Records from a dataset
━━━━━━━━━━━━━━━━━━━━━━━━━━━━━━
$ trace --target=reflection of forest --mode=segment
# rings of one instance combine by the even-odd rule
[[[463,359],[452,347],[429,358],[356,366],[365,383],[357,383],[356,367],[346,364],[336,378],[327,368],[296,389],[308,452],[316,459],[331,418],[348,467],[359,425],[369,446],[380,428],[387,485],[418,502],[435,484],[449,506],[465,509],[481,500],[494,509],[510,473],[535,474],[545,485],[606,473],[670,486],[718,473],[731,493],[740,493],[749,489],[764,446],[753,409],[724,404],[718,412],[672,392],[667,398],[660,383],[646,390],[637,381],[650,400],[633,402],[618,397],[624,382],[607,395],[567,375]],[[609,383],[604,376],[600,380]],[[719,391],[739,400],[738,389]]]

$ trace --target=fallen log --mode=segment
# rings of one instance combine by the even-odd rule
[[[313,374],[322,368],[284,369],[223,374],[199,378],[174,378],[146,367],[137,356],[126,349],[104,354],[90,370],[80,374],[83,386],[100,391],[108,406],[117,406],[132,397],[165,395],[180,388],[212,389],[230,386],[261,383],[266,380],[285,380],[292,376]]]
━━━━━━━━━━━━━━━━━━━━━━━━━━━━━━
Arrange the rows above as a two-column CSV with the headers "request" and "outline", one line per row. Put the request text and its answer each in a single quoted field, with any line breaks replaced by spaces.

request,outline
"$ trace --target=reflection of forest --mode=segment # rings of one instance combine by the even-odd rule","[[[463,359],[452,347],[429,358],[356,366],[365,383],[357,383],[356,367],[346,364],[336,378],[327,368],[296,389],[308,452],[316,459],[331,418],[348,467],[359,425],[369,446],[380,428],[387,485],[418,502],[435,484],[449,506],[465,509],[481,500],[494,509],[510,473],[535,474],[545,485],[606,473],[670,486],[718,473],[731,493],[740,493],[749,489],[764,446],[753,409],[724,404],[718,412],[672,392],[667,398],[660,383],[646,390],[637,381],[650,400],[633,402],[618,397],[624,382],[607,395],[567,375]],[[609,383],[604,376],[600,380]],[[719,391],[739,400],[738,389]]]"
"$ trace --target=fallen log --mode=segment # rings of one instance combine by the even-odd rule","[[[313,374],[322,368],[284,369],[223,374],[199,378],[174,378],[146,367],[137,356],[126,349],[104,354],[90,370],[80,374],[83,386],[100,391],[108,406],[117,406],[132,397],[165,395],[180,388],[212,389],[230,386],[261,383],[266,380],[285,380],[292,376]]]"